> **THE PROBLEM**:
Which lines of the records contain the word "bullfighter"? Show each of them.

(Natural-language object grounding data)
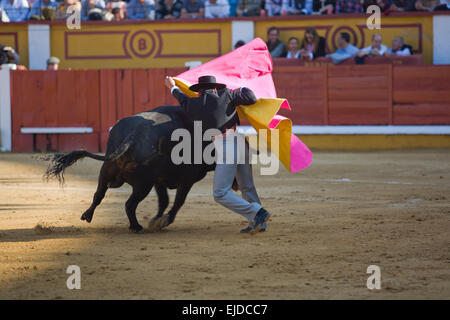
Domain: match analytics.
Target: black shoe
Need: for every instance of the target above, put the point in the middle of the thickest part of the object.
(261, 217)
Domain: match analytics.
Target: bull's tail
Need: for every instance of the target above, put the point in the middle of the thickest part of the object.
(59, 163)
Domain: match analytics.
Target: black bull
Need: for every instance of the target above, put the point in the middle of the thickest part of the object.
(138, 152)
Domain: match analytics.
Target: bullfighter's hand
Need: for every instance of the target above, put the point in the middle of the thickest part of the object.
(169, 82)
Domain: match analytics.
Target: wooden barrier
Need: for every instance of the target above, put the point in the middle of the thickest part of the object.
(86, 98)
(321, 95)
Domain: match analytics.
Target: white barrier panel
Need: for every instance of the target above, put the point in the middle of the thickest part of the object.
(441, 39)
(38, 46)
(242, 30)
(5, 110)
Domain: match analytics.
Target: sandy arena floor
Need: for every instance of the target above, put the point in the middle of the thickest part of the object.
(331, 221)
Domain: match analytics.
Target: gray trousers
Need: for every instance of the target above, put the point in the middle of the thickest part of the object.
(235, 164)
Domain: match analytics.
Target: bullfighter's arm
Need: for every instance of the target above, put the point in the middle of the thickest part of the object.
(243, 96)
(180, 96)
(176, 92)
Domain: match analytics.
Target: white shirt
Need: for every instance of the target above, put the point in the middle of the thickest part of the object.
(296, 56)
(382, 49)
(220, 9)
(17, 11)
(276, 7)
(402, 53)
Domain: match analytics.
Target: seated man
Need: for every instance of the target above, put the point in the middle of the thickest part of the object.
(345, 50)
(15, 10)
(217, 9)
(169, 9)
(277, 7)
(399, 48)
(8, 55)
(88, 5)
(377, 48)
(193, 9)
(53, 63)
(249, 8)
(276, 48)
(41, 8)
(141, 9)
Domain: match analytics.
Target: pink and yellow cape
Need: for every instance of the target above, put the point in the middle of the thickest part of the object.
(251, 66)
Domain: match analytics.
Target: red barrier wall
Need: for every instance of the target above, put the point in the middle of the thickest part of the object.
(319, 95)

> **TASK RESPONSE**:
Target: bullfighter's hand
Target: bullfighter's arm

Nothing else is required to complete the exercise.